Outline records
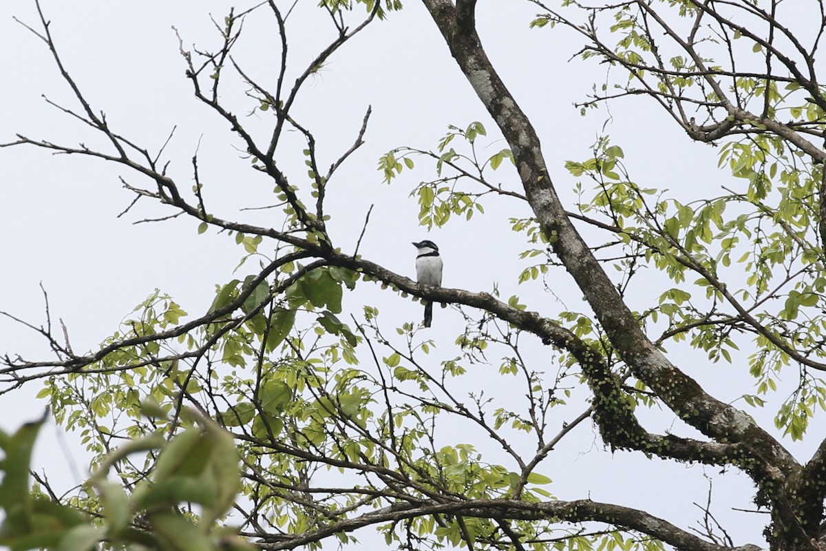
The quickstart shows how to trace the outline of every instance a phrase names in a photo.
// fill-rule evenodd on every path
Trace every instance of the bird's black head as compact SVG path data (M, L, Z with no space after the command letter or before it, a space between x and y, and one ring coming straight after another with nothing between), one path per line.
M424 249L427 247L430 249L433 249L434 250L439 250L439 247L436 246L436 244L431 241L430 240L425 240L424 241L420 241L419 243L414 241L413 246L415 247L416 249Z

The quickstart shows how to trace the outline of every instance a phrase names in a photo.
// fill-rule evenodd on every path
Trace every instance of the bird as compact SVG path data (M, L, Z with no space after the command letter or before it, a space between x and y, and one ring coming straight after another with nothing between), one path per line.
M413 246L418 249L415 257L416 281L425 285L440 287L442 285L442 257L439 255L439 247L430 240L425 240L419 243L414 241ZM433 302L427 301L425 303L425 326L430 327L432 321Z

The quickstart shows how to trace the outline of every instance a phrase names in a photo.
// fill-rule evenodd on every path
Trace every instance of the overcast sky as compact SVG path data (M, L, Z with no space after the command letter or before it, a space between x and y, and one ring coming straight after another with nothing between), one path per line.
M236 11L254 3L238 2ZM329 25L320 27L314 19L316 3L300 2L288 21L293 75L332 36ZM584 97L592 83L605 78L605 69L568 61L580 45L571 33L529 31L535 12L529 2L479 3L480 32L489 55L537 127L551 177L572 205L576 180L565 171L564 161L589 156L589 146L602 131L609 113L601 110L582 117L572 104ZM564 271L552 274L553 294L543 292L539 283L517 285L516 277L525 266L518 254L525 247L510 230L507 219L529 216L517 201L488 201L483 217L469 224L458 221L428 235L418 226L418 206L407 195L419 181L432 178L432 165L420 161L415 172L404 173L392 186L381 183L382 174L375 169L379 155L400 145L434 148L449 124L463 127L482 121L489 131L487 151L492 154L505 147L424 8L413 0L406 4L402 12L391 14L388 21L373 25L346 45L307 85L297 106L302 123L316 135L325 164L349 147L368 106L373 107L367 143L330 185L335 245L352 250L373 204L360 251L365 258L412 275L410 243L427 237L442 250L445 286L490 291L497 284L503 297L520 294L533 310L555 312L563 307L558 298L564 307L585 310L581 292ZM272 186L248 169L249 161L235 149L239 140L228 125L192 97L172 30L173 26L178 29L188 47L215 45L209 14L220 21L226 2L44 0L43 6L68 70L93 107L106 112L116 132L157 150L177 126L166 156L171 159L170 173L179 183L191 181L190 159L198 148L207 206L222 217L262 225L268 216L276 216L270 211L240 210L274 202L268 194ZM78 108L45 45L12 16L37 26L32 2L0 4L0 46L7 52L0 56L0 142L13 140L19 132L63 144L102 145L88 129L44 101L42 94ZM263 13L260 18L250 18L236 52L251 75L265 83L273 83L277 72L271 25ZM244 105L243 87L226 83L227 101ZM625 150L632 176L641 185L670 188L679 194L697 186L725 183L727 175L716 169L716 152L690 143L662 112L644 101L617 104L610 115L606 132ZM268 123L266 115L257 116L260 121L245 121L263 128ZM299 174L303 159L300 148L297 151L294 164ZM93 159L52 156L31 147L0 150L0 310L40 325L44 321L42 283L49 292L53 321L60 318L65 322L75 351L93 349L156 287L173 296L191 315L199 316L209 306L216 283L254 269L254 265L245 266L233 274L242 255L234 240L211 230L198 235L194 221L134 224L171 213L149 202L139 202L118 217L132 200L119 176L144 183L120 167ZM501 169L497 176L506 187L518 188L510 166ZM360 285L357 298L349 299L354 301L351 306L357 310L358 301L377 302L387 316L388 329L420 316L417 303L363 287L367 286ZM434 317L433 337L439 354L451 357L456 354L451 347L462 330L462 320L450 308L436 308ZM553 374L547 349L530 348L534 361L548 363ZM0 352L7 351L27 359L48 357L45 343L31 330L0 319ZM702 354L686 358L695 363L681 367L701 382L714 383L710 390L718 397L733 400L750 392L736 384L748 383L744 370L708 364ZM496 373L495 368L489 371ZM33 397L40 388L35 382L0 397L0 427L12 430L37 416L45 403ZM751 413L770 420L774 410L767 409L765 414ZM572 419L581 411L570 410L566 416ZM650 416L656 423L653 430L689 434L667 412L652 412ZM771 427L771 422L764 426ZM692 501L705 502L704 473L715 471L648 461L630 454L612 455L603 449L590 423L577 433L569 445L552 455L553 468L539 469L554 478L550 490L560 498L613 501L645 508L683 526L698 518ZM66 478L68 487L78 481L64 470L67 458L64 450L55 448L58 431L50 427L45 435L37 462L56 479ZM813 428L812 436L812 442L822 438L822 428ZM67 446L85 472L83 454L72 435L67 437ZM810 446L792 449L800 458ZM560 469L559 464L567 467ZM651 492L641 492L643 486ZM738 544L762 541L765 519L730 510L751 508L749 487L748 479L733 471L715 482L715 513L727 520L725 526Z

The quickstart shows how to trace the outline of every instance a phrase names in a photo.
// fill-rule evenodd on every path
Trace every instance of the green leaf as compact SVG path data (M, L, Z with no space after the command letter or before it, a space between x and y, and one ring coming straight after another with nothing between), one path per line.
M356 336L353 335L353 332L350 331L349 328L341 323L339 318L336 317L332 312L325 311L322 316L316 318L316 321L318 321L322 327L327 330L328 333L339 335L344 337L350 346L356 345Z
M553 481L544 474L531 473L528 475L528 482L531 484L550 484Z
M272 352L278 344L283 342L287 335L292 330L295 322L295 310L278 308L273 312L269 321L269 332L267 334L268 352Z
M334 313L341 311L344 290L326 269L314 270L301 278L301 290L314 306L327 308Z
M238 284L240 283L241 282L237 279L233 279L226 285L221 287L218 290L218 294L216 295L215 300L212 301L212 305L210 306L206 313L211 314L229 306L230 303L231 303L232 301L238 296L237 287Z

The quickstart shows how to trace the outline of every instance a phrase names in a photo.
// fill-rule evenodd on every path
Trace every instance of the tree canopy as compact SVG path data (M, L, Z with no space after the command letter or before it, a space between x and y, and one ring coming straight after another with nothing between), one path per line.
M723 184L670 189L638 178L651 159L626 159L610 124L595 126L598 139L577 159L544 149L517 101L531 83L501 76L477 32L475 0L422 0L478 99L478 118L484 110L492 124L445 120L437 143L399 143L377 173L371 159L359 173L374 174L376 187L407 186L428 230L461 232L491 206L529 211L508 221L520 250L483 251L491 263L520 263L518 281L482 291L420 285L361 254L371 212L382 208L370 197L349 197L363 216L347 221L360 225L354 245L330 214L347 185L343 167L363 163L358 152L374 118L392 114L373 113L368 91L363 104L349 98L342 108L363 116L331 157L329 127L305 123L302 102L357 37L406 17L400 2L321 0L312 13L331 38L308 63L291 50L307 31L293 26L294 10L309 10L297 2L229 10L209 45L188 46L179 34L194 100L246 160L233 178L271 192L240 212L212 200L231 183L208 173L197 150L169 157L169 128L156 129L169 138L151 149L109 121L106 102L117 98L93 101L53 37L59 21L37 4L40 21L21 23L73 95L71 105L47 101L97 140L21 131L2 138L3 153L34 146L114 164L134 198L127 214L151 202L154 221L191 221L242 252L239 277L221 282L211 304L183 306L156 290L88 352L73 349L71 328L48 304L40 324L3 312L45 339L51 356L10 349L0 392L45 383L40 397L82 434L93 459L88 481L61 499L47 480L31 482L42 420L0 434L0 543L332 549L373 534L404 549L826 546L826 440L807 457L791 448L822 438L810 424L826 409L826 89L815 62L823 3L529 3L536 15L525 32L547 36L548 48L560 34L577 44L577 70L597 83L577 105L583 124L601 110L654 107L686 143L715 148ZM268 29L275 54L266 70L242 45L249 26ZM536 79L565 86L570 70L538 66ZM643 123L639 139L657 140ZM400 247L409 240L398 236ZM572 282L576 300L557 298L552 278ZM544 292L526 291L528 300L519 283ZM365 287L379 292L368 297ZM438 335L439 320L431 329L385 321L391 304L411 298L449 305L436 317L460 316L463 330ZM447 355L435 354L448 343ZM736 400L699 382L714 364L748 373ZM649 426L657 410L673 420L669 428ZM652 507L557 496L553 481L569 466L555 452L589 426L606 461L630 453L748 477L762 535L736 540L710 503L697 530Z

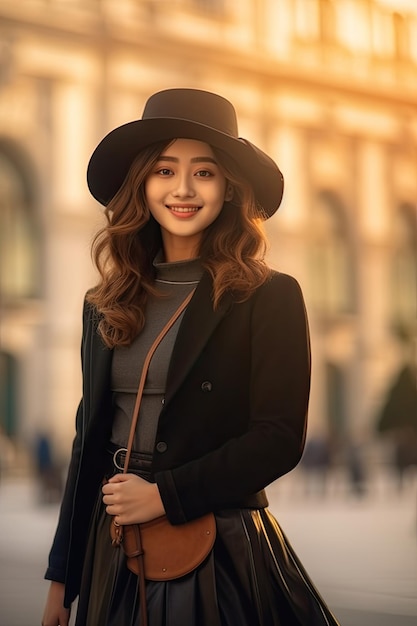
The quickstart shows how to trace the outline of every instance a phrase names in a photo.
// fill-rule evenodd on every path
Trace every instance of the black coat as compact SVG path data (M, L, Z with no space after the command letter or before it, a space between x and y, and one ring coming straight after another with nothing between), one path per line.
M208 511L267 505L263 489L303 451L310 346L298 283L272 272L243 303L213 312L204 275L184 314L169 365L153 457L166 514L179 524ZM92 508L112 425L112 351L84 306L83 400L46 577L78 594Z

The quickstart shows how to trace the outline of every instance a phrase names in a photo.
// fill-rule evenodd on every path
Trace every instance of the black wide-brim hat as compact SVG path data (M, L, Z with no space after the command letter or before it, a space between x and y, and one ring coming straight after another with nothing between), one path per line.
M238 136L233 105L199 89L166 89L152 95L142 119L112 130L94 150L87 169L88 187L104 206L122 186L138 153L155 142L196 139L226 152L252 185L265 218L278 209L284 179L276 163Z

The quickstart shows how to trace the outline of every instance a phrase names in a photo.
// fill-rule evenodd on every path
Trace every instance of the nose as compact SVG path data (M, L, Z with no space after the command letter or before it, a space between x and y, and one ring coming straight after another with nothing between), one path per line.
M176 198L192 198L195 195L192 176L186 172L178 174L172 194Z

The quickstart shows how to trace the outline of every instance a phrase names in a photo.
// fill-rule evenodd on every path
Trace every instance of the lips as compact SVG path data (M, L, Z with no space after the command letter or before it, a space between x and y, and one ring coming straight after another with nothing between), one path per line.
M197 213L197 211L201 209L200 206L184 206L184 205L174 206L172 204L167 205L167 208L173 213Z

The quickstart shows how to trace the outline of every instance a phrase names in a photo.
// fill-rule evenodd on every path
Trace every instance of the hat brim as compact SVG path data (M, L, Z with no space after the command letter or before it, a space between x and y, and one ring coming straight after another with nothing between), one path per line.
M122 186L139 152L158 141L183 138L205 141L224 150L238 164L254 190L265 218L278 209L284 179L276 163L246 139L235 138L212 127L177 118L148 118L112 130L94 150L87 169L87 184L98 202L107 206Z

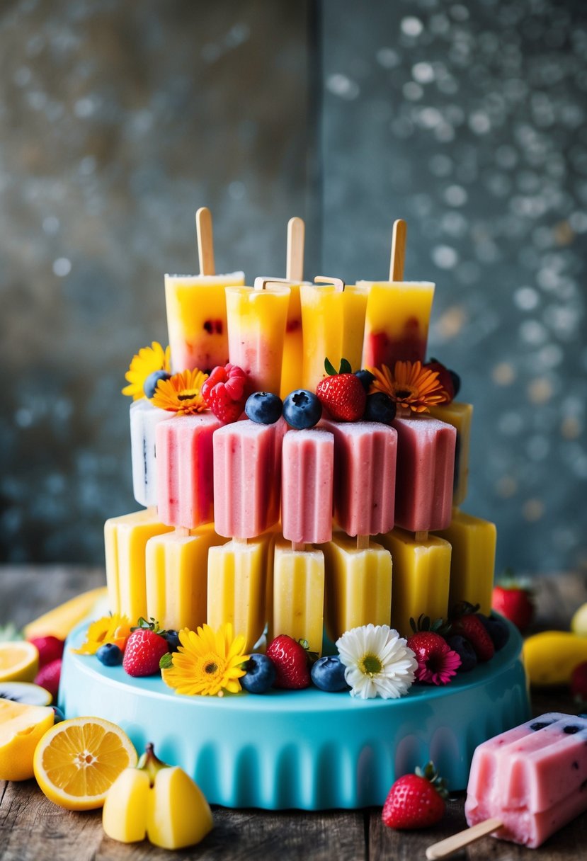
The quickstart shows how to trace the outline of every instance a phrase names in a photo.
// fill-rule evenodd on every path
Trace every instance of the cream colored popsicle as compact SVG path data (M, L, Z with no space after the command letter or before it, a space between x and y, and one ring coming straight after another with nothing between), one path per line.
M174 416L156 430L158 510L163 523L195 529L214 519L212 412Z

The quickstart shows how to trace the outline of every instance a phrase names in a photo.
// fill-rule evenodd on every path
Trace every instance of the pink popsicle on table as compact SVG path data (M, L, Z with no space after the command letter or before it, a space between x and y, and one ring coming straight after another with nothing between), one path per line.
M334 512L349 536L389 532L394 523L398 431L380 422L334 422Z
M254 538L279 520L281 440L287 425L249 419L214 433L214 523L227 538Z
M157 426L157 507L170 526L195 529L214 519L212 412L174 416Z
M587 720L542 715L476 749L467 821L499 820L494 836L535 848L587 810L586 781Z
M288 430L283 437L281 530L294 545L332 537L334 437L330 430Z
M456 430L429 416L396 418L395 523L411 532L450 523Z

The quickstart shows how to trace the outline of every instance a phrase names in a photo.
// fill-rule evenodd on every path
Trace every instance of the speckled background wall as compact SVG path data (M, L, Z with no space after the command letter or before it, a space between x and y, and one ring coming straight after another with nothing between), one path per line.
M0 554L100 563L135 507L128 360L163 273L437 283L498 568L587 568L587 7L580 0L0 6Z

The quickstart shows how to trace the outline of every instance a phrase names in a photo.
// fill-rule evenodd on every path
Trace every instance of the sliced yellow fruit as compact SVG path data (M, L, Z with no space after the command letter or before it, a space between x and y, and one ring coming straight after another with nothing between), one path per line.
M48 706L0 699L0 780L28 780L39 740L53 725Z
M136 765L137 752L115 723L74 717L49 730L34 752L34 777L45 795L67 810L103 806L116 777Z
M32 682L38 670L39 652L33 643L0 642L0 682Z
M32 640L34 637L53 635L60 640L65 640L77 623L82 622L91 612L96 602L105 598L107 595L106 586L82 592L81 595L65 601L54 610L50 610L48 613L40 616L34 622L29 622L24 627L24 636L27 640Z

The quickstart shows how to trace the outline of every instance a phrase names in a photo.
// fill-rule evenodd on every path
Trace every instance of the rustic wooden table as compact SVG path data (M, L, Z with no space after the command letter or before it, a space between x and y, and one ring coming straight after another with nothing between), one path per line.
M100 569L0 567L0 624L22 625L73 595L102 585ZM568 626L573 610L587 601L587 577L560 574L536 579L538 627ZM534 692L533 709L573 712L565 691ZM396 832L386 828L380 809L324 813L214 809L215 827L200 846L168 852L148 843L125 846L105 837L100 811L69 813L47 801L33 780L0 782L0 858L3 861L164 861L176 858L239 861L290 859L423 858L426 847L464 827L463 796L452 798L435 828ZM459 858L494 861L562 861L587 857L587 815L575 820L539 850L486 839Z

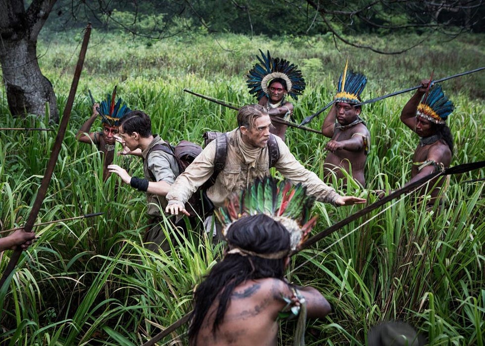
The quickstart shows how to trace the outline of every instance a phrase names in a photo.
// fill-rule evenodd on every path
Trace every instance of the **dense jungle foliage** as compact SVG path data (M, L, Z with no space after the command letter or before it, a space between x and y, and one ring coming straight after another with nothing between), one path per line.
M68 93L82 37L81 30L47 31L39 42L39 62L52 82L61 112ZM355 37L363 44L399 47L416 34ZM194 235L181 236L170 255L140 245L146 217L143 194L102 181L94 146L75 135L91 114L88 91L97 100L118 85L118 95L152 119L153 129L172 143L201 143L208 129L236 126L235 111L189 95L184 88L236 106L255 102L245 74L258 49L289 60L307 82L294 102L294 120L332 99L346 58L365 74L364 99L417 86L434 69L440 78L485 62L485 37L465 35L446 44L430 40L398 55L343 46L328 35L295 37L194 34L158 42L95 30L78 89L68 132L38 222L101 211L102 216L39 227L38 240L24 253L9 284L0 289L0 340L14 345L135 345L149 340L191 308L194 285L220 256L221 247ZM485 158L484 72L443 82L456 109L448 124L454 137L452 165ZM372 139L367 186L351 183L341 193L374 202L375 189L401 186L409 180L416 135L399 116L408 93L366 105L363 116ZM0 94L0 127L47 127L51 132L0 131L0 231L21 225L32 206L55 137L57 125L29 116L8 115ZM323 117L310 126L319 129ZM93 129L100 128L95 123ZM319 176L327 140L290 129L287 143L295 157ZM119 148L118 148L119 149ZM143 175L137 158L116 162ZM277 176L279 176L277 174ZM308 322L309 345L361 345L383 320L413 325L430 345L484 345L485 329L485 177L483 169L450 177L444 208L430 211L407 195L352 222L293 257L289 280L313 285L333 312ZM362 208L317 203L313 234ZM167 227L167 232L171 230ZM4 234L2 233L1 236ZM0 272L11 253L0 254ZM279 344L292 345L294 324L283 323ZM158 344L186 345L183 326Z

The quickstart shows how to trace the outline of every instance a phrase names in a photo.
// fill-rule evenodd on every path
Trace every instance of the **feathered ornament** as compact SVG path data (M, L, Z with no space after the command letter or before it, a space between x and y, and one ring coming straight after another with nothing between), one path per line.
M275 78L283 78L286 82L288 95L296 100L305 90L305 80L298 66L291 63L288 60L280 58L274 58L261 49L261 57L257 56L259 61L246 76L247 87L249 94L255 96L258 100L266 95L268 96L268 84Z
M225 235L233 222L242 217L265 214L281 223L290 232L291 250L307 238L318 216L310 218L315 198L306 195L301 184L292 185L288 180L274 178L257 179L247 189L233 194L224 207L215 211L224 227Z
M433 84L426 99L423 99L418 105L416 115L435 124L444 124L445 120L454 109L453 102L444 95L441 86Z
M367 84L367 77L361 73L348 70L348 66L347 59L343 72L339 79L339 87L334 99L334 102L344 102L350 104L360 102L360 94Z
M115 103L117 87L117 86L115 86L111 95L106 94L106 99L101 102L99 107L97 109L97 112L101 116L102 122L107 124L110 126L117 126L120 119L127 113L131 111L131 109L125 103L122 105L123 100L121 98L119 98L118 101ZM90 94L91 95L91 92Z

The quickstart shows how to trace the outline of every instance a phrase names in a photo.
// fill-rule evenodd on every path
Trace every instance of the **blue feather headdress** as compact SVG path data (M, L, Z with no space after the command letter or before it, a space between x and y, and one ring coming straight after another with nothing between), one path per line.
M114 99L116 97L116 87L115 86L113 93L111 95L107 94L106 99L103 100L97 108L97 112L101 116L101 122L103 124L107 124L110 126L117 126L119 120L128 112L131 111L126 103L122 105L123 100L119 98L116 103Z
M360 103L360 94L367 83L367 77L361 73L347 70L348 60L345 62L343 72L339 79L338 92L334 102L344 102L347 103Z
M256 96L259 100L263 96L268 95L268 84L275 78L283 78L286 82L288 95L294 99L298 99L305 90L305 80L297 66L290 63L284 59L271 56L269 51L265 55L259 49L261 56L257 56L259 63L249 70L246 77L249 94Z
M242 217L265 214L281 223L290 232L291 249L306 239L317 220L310 218L315 198L306 195L306 188L293 186L288 180L272 177L257 179L253 184L226 199L224 206L215 211L226 235L233 222Z
M433 84L418 105L416 115L435 124L444 124L454 109L453 102L444 95L441 86Z

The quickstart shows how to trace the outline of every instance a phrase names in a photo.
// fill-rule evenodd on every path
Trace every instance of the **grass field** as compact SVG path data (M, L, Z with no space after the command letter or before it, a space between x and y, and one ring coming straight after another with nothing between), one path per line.
M45 35L39 62L52 82L62 112L82 33ZM403 37L366 37L363 43L398 47ZM97 100L118 85L132 108L152 119L153 132L172 143L201 143L208 129L236 126L235 111L196 98L189 88L231 104L255 100L245 76L258 49L301 69L307 88L295 103L294 120L322 107L334 95L346 58L369 82L368 99L418 85L434 69L440 78L485 65L485 36L437 39L399 55L382 55L339 45L331 37L174 38L157 43L96 30L71 121L39 222L101 211L102 216L39 227L39 239L21 257L9 286L0 290L0 340L14 345L140 345L190 311L193 288L218 255L210 242L180 239L172 254L140 246L146 222L145 196L126 185L115 194L116 177L105 183L94 147L74 135L91 115L90 89ZM455 149L452 165L485 159L484 72L443 83L456 109L449 125ZM417 136L399 115L411 93L365 106L372 136L366 189L350 184L342 193L376 199L371 192L394 189L409 179ZM4 90L0 127L47 127L44 118L12 119ZM308 126L319 129L323 118ZM95 127L100 127L96 123ZM52 132L0 131L1 231L22 225L31 207L55 137ZM327 140L290 129L287 143L306 167L323 176ZM136 158L116 161L143 175ZM431 345L484 345L485 329L485 199L483 169L450 178L445 206L431 212L405 196L354 221L292 258L288 277L317 287L334 311L308 322L309 345L360 345L382 320L408 322ZM314 234L362 207L317 203ZM3 236L3 234L0 236ZM9 251L0 254L0 272ZM292 345L294 324L284 323L279 345ZM186 345L180 328L159 345ZM1 343L1 342L0 342ZM2 345L4 345L2 344Z

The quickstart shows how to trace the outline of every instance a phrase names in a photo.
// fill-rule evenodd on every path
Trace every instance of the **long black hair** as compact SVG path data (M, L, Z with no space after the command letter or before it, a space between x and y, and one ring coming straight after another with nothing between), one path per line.
M245 216L234 222L226 236L231 247L259 254L290 248L290 234L283 226L264 214ZM197 340L200 326L216 298L219 298L212 333L222 323L234 289L247 280L263 278L283 279L285 258L269 259L257 256L226 254L212 268L194 293L194 311L189 327L191 345Z
M451 153L453 153L453 135L450 128L446 124L437 124L436 125L436 133L441 136L441 139L448 145Z

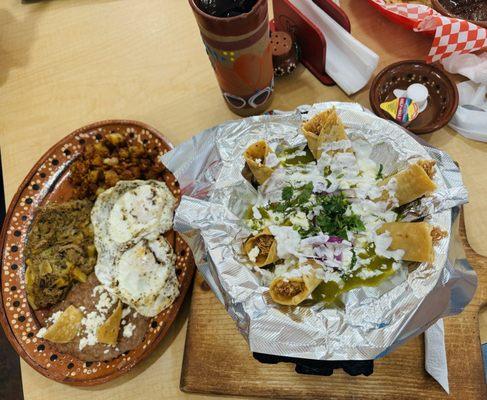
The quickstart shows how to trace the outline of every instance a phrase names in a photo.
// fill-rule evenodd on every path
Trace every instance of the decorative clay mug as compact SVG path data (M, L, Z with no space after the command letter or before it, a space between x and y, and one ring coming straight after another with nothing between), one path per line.
M265 111L274 90L267 0L228 18L205 13L201 0L189 3L228 107L241 116Z

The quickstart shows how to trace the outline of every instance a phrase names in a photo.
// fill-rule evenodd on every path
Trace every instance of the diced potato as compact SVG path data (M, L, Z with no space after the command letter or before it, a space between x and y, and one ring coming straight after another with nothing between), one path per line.
M122 319L122 303L119 301L113 314L98 328L96 334L100 343L115 346L117 344L118 332L120 331L120 320Z
M86 274L81 271L78 267L74 267L71 270L71 276L76 279L78 282L86 282Z
M54 343L69 343L78 334L83 313L71 305L59 316L44 335L44 339Z

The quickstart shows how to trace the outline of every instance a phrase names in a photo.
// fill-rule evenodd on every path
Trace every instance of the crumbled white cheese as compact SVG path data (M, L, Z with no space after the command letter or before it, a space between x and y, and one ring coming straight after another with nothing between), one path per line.
M130 307L125 307L122 310L122 318L125 318L127 315L129 315L130 314L130 311L132 311L132 309Z
M44 335L46 334L46 332L47 332L47 328L41 328L41 329L39 329L39 332L37 332L37 335L36 336L38 338L43 338Z
M259 211L259 207L257 207L257 206L252 207L252 216L255 219L262 219L262 214Z
M123 327L123 337L129 338L132 337L134 333L135 325L129 323Z
M105 322L106 318L96 311L92 311L81 320L83 337L79 341L79 349L83 350L85 346L93 346L98 343L96 336L98 328Z
M274 239L277 242L277 255L279 258L285 258L288 255L298 254L299 243L301 236L290 226L276 226L269 227Z
M265 165L269 168L274 168L279 165L279 159L276 156L276 153L270 152L267 154L265 158Z
M256 262L259 253L260 253L260 249L257 246L255 246L252 250L249 251L248 254L249 260L252 262Z

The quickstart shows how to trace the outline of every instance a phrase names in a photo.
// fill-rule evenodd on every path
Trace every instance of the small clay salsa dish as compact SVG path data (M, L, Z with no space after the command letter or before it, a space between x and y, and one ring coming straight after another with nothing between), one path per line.
M77 189L71 179L74 161L81 157L88 144L99 143L106 134L114 133L147 143L160 150L160 154L172 149L160 133L139 122L102 121L78 129L55 144L34 165L10 204L1 234L0 322L5 334L17 353L35 370L50 379L72 385L91 386L111 381L149 355L175 320L195 271L188 245L170 230L164 236L176 256L180 294L170 307L147 319L147 330L137 347L114 359L83 361L59 351L54 343L37 336L49 309L33 310L27 300L24 252L33 220L39 207L73 199ZM161 180L179 199L175 177L164 169Z
M421 134L445 126L458 107L455 84L440 69L420 60L401 61L384 68L372 82L369 100L372 110L379 117L393 119L380 108L381 103L393 100L394 89L406 90L413 83L428 89L428 105L408 126L411 132Z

* Challenge
Recast the lines from the start of the records through the line containing "M424 249L427 247L430" as a numbered list, counting both ends and skipping blank lines. Leave the pictures out of your answer.

* Answer in full
1. The quickstart shows how to trace the outline of every instance a phrase names in a photo.
2. // fill-rule evenodd on every path
3. Trace every instance of the bird's black head as compact SVG path data (M, L, Z with no space after the command letter or before it, a space between x and y, and one ring coming straight after another with nothing between), one path per line.
4. M424 249L427 247L430 249L433 249L434 250L439 250L439 247L436 246L436 244L431 241L430 240L425 240L424 241L420 241L419 243L414 241L413 246L415 247L416 249Z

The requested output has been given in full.